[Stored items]
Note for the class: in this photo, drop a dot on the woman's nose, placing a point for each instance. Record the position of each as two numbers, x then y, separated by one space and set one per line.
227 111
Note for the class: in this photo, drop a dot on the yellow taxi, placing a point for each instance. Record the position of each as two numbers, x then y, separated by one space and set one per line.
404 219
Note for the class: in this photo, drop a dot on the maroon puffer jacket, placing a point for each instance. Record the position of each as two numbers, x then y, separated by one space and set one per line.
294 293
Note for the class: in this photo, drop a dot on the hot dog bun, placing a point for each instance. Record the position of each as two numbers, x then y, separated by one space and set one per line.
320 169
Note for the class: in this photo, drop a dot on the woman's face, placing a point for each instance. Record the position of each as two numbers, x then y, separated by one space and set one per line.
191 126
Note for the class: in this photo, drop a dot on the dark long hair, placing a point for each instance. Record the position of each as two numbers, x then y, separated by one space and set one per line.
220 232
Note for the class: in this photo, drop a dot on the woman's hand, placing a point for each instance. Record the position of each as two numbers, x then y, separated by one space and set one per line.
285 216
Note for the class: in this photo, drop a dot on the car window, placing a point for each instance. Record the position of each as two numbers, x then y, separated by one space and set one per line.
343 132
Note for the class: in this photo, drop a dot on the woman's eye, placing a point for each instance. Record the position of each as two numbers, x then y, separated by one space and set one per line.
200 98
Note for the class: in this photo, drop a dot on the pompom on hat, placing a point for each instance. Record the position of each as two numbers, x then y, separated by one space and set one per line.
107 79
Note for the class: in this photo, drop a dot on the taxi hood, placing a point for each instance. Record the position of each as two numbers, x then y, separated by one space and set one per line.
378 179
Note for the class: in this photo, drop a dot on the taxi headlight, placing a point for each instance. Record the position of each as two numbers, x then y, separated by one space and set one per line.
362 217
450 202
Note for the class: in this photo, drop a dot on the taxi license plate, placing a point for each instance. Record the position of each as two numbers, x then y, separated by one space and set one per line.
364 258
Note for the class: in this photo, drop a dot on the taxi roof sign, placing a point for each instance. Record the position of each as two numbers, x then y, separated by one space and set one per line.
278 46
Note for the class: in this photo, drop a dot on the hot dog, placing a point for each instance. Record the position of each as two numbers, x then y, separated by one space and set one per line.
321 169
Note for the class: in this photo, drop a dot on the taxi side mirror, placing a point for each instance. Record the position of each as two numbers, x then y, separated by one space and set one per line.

#### [Try it]
Set the lines down exactly as they stand, beginning at the one that contains "the taxi roof" and stopping after the last line of the entries above.

#### [Solved problem]
Note for the class: in this photo, drop a dot on the taxi roof sign, placing a point for each instance. Record the position of each as two numbers, x then y, separated by one space and set one per line.
278 46
Note for the class: in this photo, drop a dot on the hot dog, placing a point for each instance. Record the position of each as two numbers, x then y, separated by one space and set one per line.
321 169
Note for the class: in this photo, drop a dot on the taxi side mirror, placing a point for each instance. Record the position of each as two numbers, x then y, separated by one space and set one per line.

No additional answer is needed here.